> **Excerpt to read**

** START **

Personal information
- Full name: Horace Henry Alfred Pickworth
- Nickname: Ossie
- Born: 17 January 1918 Sydney, New South Wales, Australia
- Died: 23 September 1969 (aged 51)
- Sporting nationality: Australia

Career
- Turned professional: 1958
- Professional wins: 37

Best results in major championships
- Masters Tournament: DNP
- PGA Championship: DNP
- U.S. Open: DNP
- The Open Championship: CUT: 1950, 1953

= Ossie Pickworth =

Australian professional golfer (1918–1969)

Horace Henry Alfred "Ossie" Pickworth (17 January 1918 – 23 September 1969) was an Australian professional golfer. He won three successive Australian Open titles from 1946 to 1948, the last of which came in a playoff against Jim Ferrier.

== Career ==
In 1918, Pickworth was born in Sydney, New South Wales.

** END **

Some records:

** START **

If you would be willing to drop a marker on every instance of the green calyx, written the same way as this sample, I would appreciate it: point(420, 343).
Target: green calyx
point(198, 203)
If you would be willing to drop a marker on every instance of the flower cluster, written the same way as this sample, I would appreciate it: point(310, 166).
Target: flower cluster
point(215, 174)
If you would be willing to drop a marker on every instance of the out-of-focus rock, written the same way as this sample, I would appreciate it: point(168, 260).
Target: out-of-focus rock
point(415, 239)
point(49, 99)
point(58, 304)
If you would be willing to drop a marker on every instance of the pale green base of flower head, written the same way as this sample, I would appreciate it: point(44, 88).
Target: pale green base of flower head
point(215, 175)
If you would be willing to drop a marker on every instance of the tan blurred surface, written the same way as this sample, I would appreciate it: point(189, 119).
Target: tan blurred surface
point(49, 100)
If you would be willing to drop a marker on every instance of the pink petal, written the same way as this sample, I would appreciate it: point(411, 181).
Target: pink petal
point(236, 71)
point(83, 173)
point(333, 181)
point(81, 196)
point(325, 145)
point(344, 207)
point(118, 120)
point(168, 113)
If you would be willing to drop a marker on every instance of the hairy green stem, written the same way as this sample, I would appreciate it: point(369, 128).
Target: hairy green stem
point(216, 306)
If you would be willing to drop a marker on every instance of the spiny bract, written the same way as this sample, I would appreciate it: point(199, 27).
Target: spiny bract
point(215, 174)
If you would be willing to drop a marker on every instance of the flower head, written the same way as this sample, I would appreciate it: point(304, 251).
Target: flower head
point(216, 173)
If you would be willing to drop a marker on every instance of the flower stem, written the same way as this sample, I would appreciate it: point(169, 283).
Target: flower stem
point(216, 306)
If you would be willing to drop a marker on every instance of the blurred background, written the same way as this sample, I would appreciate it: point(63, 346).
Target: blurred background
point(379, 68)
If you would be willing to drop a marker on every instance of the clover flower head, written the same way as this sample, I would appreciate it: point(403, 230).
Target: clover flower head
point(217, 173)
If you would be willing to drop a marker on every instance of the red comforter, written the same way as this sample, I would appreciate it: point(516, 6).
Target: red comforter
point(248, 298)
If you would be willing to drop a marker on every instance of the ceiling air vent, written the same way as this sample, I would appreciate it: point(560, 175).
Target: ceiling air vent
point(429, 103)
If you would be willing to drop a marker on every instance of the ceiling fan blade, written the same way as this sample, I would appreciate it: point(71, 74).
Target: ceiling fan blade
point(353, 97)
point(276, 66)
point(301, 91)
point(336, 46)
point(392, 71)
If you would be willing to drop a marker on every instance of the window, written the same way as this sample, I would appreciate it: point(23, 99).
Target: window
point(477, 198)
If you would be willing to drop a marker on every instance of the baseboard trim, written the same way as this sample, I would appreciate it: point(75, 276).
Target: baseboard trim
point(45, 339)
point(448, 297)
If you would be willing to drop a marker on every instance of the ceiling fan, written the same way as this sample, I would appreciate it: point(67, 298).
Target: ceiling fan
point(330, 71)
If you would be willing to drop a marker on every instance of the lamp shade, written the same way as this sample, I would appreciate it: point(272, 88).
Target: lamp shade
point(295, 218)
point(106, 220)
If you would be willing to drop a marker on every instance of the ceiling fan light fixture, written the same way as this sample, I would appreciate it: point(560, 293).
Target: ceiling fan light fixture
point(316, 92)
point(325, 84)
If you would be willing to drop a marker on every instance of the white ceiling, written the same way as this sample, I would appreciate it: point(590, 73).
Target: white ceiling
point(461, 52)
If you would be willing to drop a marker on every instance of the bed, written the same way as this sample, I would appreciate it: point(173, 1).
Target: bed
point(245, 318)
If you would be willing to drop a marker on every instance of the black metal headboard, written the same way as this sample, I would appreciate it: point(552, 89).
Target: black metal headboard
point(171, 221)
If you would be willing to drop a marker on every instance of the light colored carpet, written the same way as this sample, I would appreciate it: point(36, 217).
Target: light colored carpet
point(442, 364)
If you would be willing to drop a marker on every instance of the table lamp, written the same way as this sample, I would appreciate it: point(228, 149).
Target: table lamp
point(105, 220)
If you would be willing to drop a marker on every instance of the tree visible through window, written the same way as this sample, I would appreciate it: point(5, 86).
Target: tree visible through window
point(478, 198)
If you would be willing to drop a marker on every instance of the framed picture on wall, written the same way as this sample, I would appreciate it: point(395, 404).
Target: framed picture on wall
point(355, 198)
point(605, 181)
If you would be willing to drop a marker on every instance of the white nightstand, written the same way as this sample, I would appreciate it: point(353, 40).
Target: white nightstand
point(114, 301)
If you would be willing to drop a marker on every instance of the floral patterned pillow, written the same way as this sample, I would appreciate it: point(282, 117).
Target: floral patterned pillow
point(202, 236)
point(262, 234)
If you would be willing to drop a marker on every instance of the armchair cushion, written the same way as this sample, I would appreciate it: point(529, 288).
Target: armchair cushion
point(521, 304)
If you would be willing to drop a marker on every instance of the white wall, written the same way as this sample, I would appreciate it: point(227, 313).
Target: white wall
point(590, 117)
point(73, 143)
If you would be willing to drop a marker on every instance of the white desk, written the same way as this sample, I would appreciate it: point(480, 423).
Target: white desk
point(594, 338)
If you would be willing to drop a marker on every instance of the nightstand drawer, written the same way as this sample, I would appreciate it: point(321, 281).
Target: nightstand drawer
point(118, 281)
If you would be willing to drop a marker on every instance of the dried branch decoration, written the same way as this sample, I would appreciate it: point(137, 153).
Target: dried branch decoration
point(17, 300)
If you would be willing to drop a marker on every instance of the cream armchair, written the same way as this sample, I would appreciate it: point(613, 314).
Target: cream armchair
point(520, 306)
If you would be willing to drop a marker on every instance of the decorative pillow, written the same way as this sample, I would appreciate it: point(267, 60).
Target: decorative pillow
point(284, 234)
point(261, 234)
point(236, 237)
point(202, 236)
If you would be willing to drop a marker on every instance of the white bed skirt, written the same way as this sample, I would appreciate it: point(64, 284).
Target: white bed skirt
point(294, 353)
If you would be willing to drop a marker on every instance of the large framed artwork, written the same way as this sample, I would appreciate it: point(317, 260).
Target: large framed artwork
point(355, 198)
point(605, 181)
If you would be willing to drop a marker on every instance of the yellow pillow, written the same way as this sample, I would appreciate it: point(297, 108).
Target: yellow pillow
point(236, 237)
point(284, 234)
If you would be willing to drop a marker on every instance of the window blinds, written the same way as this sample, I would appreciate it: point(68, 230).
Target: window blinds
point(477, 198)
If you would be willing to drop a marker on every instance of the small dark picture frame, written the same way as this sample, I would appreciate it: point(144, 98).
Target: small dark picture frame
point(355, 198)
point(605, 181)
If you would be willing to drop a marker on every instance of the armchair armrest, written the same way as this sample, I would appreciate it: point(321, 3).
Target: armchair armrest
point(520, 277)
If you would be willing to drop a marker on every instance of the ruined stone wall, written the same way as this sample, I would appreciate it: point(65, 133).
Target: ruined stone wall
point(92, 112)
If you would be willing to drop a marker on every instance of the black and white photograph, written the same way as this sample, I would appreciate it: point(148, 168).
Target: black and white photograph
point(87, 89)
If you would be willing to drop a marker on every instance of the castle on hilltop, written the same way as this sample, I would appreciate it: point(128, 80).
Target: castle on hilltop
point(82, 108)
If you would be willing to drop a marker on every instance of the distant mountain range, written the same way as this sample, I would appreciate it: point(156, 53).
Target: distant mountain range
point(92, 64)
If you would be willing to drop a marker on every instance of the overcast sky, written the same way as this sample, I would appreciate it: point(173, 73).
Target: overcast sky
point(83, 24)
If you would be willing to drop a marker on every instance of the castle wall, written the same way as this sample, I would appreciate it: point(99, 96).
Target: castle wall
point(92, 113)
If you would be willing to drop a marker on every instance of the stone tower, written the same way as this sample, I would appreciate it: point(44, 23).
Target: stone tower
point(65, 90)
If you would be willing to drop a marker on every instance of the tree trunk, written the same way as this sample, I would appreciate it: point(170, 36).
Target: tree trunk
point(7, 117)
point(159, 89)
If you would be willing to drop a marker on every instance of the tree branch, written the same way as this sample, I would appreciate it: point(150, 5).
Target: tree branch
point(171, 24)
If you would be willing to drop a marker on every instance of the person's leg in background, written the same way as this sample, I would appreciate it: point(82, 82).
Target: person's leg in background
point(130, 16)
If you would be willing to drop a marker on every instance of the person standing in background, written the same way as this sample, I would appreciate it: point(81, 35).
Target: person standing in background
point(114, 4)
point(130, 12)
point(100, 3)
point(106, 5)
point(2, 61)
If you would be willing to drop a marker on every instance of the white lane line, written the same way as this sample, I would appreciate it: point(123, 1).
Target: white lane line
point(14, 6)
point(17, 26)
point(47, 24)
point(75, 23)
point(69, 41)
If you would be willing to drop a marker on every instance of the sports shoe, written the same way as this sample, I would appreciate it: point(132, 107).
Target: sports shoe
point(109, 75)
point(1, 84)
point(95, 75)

** END **

> **Your instructions**
Write what comes next in the biography of golfer Ossie Pickworth, starting right after its final sentence. The listing has no role in any of this.

> **Task output**
Unlike his contemporary Jim Ferrier, who would enjoy great success on the U.S. PGA Tour, Pickworth travelled to play only infrequently, but when he did it was with some success – he played the British circuit in 1950 and finished third in the Order of Merit after winning the Irish Open, losing a three-way playoff for the Daily Mail Tournament and being runner-up in the Silver King Tournament.

Pickworth would collect a fourth Australian Open title in 1954, and was also a three-time winner of the Australian PGA Championship, in 1947, 1953 and 1955, among numerous professional victories on the Australian circuit.

==Professional wins (37)==
this list may be incomplete
- 1946 Australian Open
- 1947 Australian Open, Australian PGA Championship, Ampol Tournament, Lakes Open, Dunlop Cup (Victoria)
- 1948 Australian Open, Victorian PGA Championship, Ampol Tournament (Apr), Ampol Tournament (Nov), Western Australian Open, Adelaide Advertiser Tournament, Victorian Close Championship, Dunlop Cup (Victoria), Peninsula £100 Pro Purse
- 1949 Ampol Tournament, Victoria Park Pro Purse, Dunlop Cup (Victoria)
- 1950 Irish Open, Victorian Close Championship, Dunlop Cup (Victoria)
- 1951 Ampol Tournament, Queensland Open, Dunlop Cup (Victoria)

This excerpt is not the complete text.